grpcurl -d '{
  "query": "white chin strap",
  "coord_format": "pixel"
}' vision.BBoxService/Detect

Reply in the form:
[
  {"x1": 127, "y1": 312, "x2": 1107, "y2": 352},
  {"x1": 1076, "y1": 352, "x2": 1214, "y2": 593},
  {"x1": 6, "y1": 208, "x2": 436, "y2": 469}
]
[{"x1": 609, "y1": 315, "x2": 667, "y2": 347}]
————————
■ Task ■
Could you rewrite the rows above with "white chin strap" changed to "black chin strap" and everything else left as it is?

■ Output below ■
grpcurl -d '{
  "query": "black chin strap",
  "coord_format": "pixel"
}' vision.BBoxService/Detect

Reply in the form:
[
  {"x1": 127, "y1": 312, "x2": 1107, "y2": 352},
  {"x1": 1076, "y1": 352, "x2": 1214, "y2": 593},
  {"x1": 6, "y1": 208, "x2": 436, "y2": 469}
]
[{"x1": 609, "y1": 315, "x2": 667, "y2": 347}]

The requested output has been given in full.